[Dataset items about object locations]
------------

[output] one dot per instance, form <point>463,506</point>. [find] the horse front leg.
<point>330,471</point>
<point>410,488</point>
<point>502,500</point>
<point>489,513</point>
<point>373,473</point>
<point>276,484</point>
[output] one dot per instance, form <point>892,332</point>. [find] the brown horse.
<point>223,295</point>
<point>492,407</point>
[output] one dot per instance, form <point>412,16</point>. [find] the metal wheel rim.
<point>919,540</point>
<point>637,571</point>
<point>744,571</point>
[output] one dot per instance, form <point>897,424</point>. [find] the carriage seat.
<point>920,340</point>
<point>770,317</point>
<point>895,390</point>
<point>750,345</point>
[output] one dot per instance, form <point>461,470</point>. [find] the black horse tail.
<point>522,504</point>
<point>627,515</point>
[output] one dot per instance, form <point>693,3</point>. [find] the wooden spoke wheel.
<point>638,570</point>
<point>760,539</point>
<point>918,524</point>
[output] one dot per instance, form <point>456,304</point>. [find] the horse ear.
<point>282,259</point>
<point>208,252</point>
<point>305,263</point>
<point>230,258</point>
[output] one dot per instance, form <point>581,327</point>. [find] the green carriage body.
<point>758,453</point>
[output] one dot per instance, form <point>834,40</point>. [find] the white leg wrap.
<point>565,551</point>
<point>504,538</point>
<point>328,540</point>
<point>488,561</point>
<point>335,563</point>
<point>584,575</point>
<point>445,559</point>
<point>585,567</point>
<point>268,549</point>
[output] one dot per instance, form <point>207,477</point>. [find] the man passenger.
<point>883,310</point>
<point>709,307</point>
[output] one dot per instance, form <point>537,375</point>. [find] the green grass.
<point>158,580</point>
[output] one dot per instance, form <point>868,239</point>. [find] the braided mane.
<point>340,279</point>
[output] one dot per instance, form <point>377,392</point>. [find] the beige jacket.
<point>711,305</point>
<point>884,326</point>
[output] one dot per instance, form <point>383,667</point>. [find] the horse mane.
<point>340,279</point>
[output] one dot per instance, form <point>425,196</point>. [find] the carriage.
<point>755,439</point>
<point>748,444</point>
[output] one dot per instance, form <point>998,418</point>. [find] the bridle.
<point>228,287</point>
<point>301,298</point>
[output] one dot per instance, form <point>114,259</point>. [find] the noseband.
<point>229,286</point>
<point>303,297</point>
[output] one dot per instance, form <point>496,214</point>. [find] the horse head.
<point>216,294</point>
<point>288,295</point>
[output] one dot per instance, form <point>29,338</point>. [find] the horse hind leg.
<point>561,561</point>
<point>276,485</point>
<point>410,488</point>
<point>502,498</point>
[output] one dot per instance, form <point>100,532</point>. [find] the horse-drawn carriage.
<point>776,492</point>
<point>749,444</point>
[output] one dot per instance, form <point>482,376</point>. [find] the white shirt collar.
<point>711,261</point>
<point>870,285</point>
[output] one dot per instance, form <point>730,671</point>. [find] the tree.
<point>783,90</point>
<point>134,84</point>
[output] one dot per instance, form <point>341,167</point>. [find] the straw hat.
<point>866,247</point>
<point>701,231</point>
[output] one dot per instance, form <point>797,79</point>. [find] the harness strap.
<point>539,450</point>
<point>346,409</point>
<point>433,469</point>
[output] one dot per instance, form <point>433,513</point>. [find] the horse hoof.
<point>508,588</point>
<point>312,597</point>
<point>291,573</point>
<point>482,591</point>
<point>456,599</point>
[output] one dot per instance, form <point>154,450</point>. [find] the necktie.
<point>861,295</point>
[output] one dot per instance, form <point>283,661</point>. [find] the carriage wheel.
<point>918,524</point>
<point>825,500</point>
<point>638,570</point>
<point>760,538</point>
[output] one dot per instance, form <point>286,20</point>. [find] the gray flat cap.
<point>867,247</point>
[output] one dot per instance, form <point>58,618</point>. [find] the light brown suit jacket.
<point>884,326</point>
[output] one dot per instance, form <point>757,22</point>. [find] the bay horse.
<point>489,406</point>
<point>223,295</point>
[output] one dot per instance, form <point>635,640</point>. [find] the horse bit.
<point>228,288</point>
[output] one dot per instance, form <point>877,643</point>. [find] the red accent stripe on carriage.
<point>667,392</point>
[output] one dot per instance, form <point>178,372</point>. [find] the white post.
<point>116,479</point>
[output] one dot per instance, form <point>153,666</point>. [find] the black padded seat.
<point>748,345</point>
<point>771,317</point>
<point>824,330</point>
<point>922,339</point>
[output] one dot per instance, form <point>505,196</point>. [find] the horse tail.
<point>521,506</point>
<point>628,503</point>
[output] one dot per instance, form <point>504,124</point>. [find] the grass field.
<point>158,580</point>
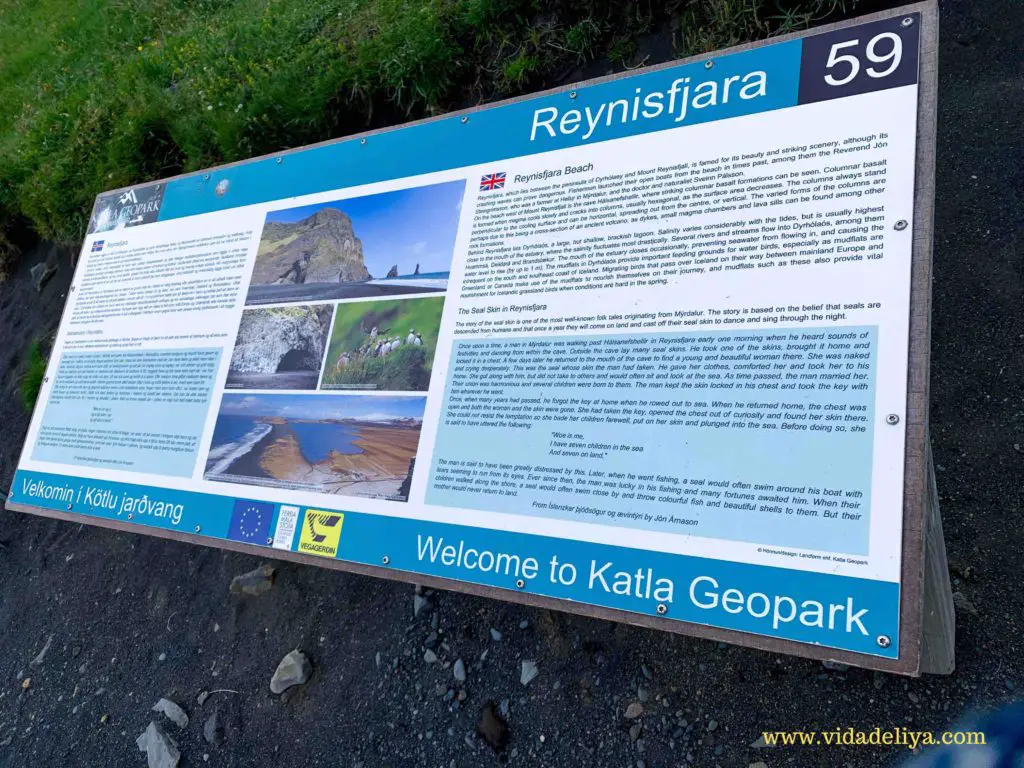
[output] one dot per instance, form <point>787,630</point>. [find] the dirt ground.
<point>126,620</point>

------------

Repeat all of the items above word for word, leaving out the picture.

[output] one dot per instance, form <point>463,506</point>. [find] the horse front leg.
<point>330,471</point>
<point>410,488</point>
<point>502,500</point>
<point>489,513</point>
<point>373,473</point>
<point>276,484</point>
[output] one dot per instance, form <point>892,332</point>. [find] the brown horse.
<point>223,295</point>
<point>492,407</point>
[output] one dot per instance, form <point>412,16</point>. [find] the metal wheel rim.
<point>919,540</point>
<point>637,571</point>
<point>744,571</point>
[output] one dot per instance, form <point>897,424</point>. [find] the carriage seat.
<point>920,340</point>
<point>770,317</point>
<point>895,390</point>
<point>750,345</point>
[output] one dot per instance, form <point>461,470</point>. [find] the black horse tail.
<point>522,504</point>
<point>627,515</point>
[output] one dot per instance, form <point>693,3</point>. [find] the wooden spoke wheel.
<point>638,570</point>
<point>760,539</point>
<point>918,524</point>
[output] one dot per instance, form <point>456,304</point>. [find] the horse ear.
<point>282,259</point>
<point>208,252</point>
<point>305,263</point>
<point>230,258</point>
[output] one dot per instance, form <point>581,327</point>. [find] the green carriage body.
<point>758,453</point>
[output] one dot per instance, form <point>834,40</point>. [find] the white leg wrap.
<point>565,551</point>
<point>504,538</point>
<point>328,540</point>
<point>488,561</point>
<point>335,563</point>
<point>584,575</point>
<point>445,559</point>
<point>585,567</point>
<point>268,549</point>
[output] one dot per instance, form <point>207,477</point>. [find] the man passenger.
<point>883,310</point>
<point>709,307</point>
[output] one dot per instance, form <point>537,375</point>. [find] the green grass.
<point>158,580</point>
[output] one dot per instance, form <point>868,239</point>. [find] the braided mane.
<point>340,279</point>
[output] one dot per instance, form <point>377,392</point>. [find] the beige jacket.
<point>711,305</point>
<point>884,326</point>
[output] one dot per instance, form <point>383,667</point>. [find] the horse mane.
<point>340,279</point>
[output] one dot per instance, form <point>425,196</point>. [find] the carriage.
<point>755,439</point>
<point>748,444</point>
[output] one dot per instance, form <point>998,418</point>. [find] the bridle.
<point>228,287</point>
<point>301,298</point>
[output] one dot per instance, form <point>114,259</point>. [find] the noseband.
<point>229,286</point>
<point>303,297</point>
[output] one dot per instance, form <point>496,214</point>. [find] the horse head.
<point>216,294</point>
<point>288,295</point>
[output] one dot per instance, form <point>29,338</point>. [find] the horse hind leg.
<point>561,561</point>
<point>276,485</point>
<point>410,488</point>
<point>502,498</point>
[output] one dot per instance, form <point>100,532</point>. [find] the horse-drawn carriage.
<point>776,492</point>
<point>749,444</point>
[output] one dot per instance, form <point>482,376</point>. [find] the white shirt collar.
<point>711,261</point>
<point>870,285</point>
[output] one dot per instance, form <point>730,671</point>. [find] the tree.
<point>783,90</point>
<point>134,84</point>
[output] one dot per instance, form <point>341,167</point>. [find] the straw hat.
<point>866,247</point>
<point>701,231</point>
[output] one dot per instance, form <point>797,79</point>. [find] the harness strap.
<point>539,450</point>
<point>346,409</point>
<point>433,469</point>
[output] one dot per instance, form <point>433,513</point>. [find] the horse hoof.
<point>508,588</point>
<point>312,597</point>
<point>291,573</point>
<point>482,591</point>
<point>456,599</point>
[output] one dot per instance, form <point>154,450</point>. [find] the necktie.
<point>861,295</point>
[output] one dot per instance, form <point>283,661</point>. [find] the carriage wheel.
<point>918,524</point>
<point>825,500</point>
<point>638,570</point>
<point>760,538</point>
[output] one dot per instance, form <point>286,20</point>. [find] the gray flat cap.
<point>867,247</point>
[output] one dot per instance, form <point>58,618</point>. [find] the light brown suit jacket.
<point>884,326</point>
[output] one dot per instance, form <point>757,22</point>. [find] the bay horse.
<point>489,406</point>
<point>223,295</point>
[output] one dot per instance, form <point>635,640</point>. [find] the horse bit.
<point>228,288</point>
[output] one dot per instance, form <point>877,643</point>. [find] the red accent stripe on carriage.
<point>667,392</point>
[output] one dot per instance, form <point>178,372</point>. [find] the white post.
<point>116,479</point>
[output] one dot per instance, form <point>153,666</point>. [find] the black padded seat.
<point>748,345</point>
<point>771,317</point>
<point>824,330</point>
<point>922,339</point>
[output] one dot per instance, form <point>505,196</point>. [find] the horse tail.
<point>521,506</point>
<point>628,503</point>
[output] one dot per instance, form <point>504,124</point>. [find] the grass field.
<point>158,580</point>
[output] one dot per instance, form <point>787,630</point>. [find] the dirt ground.
<point>126,620</point>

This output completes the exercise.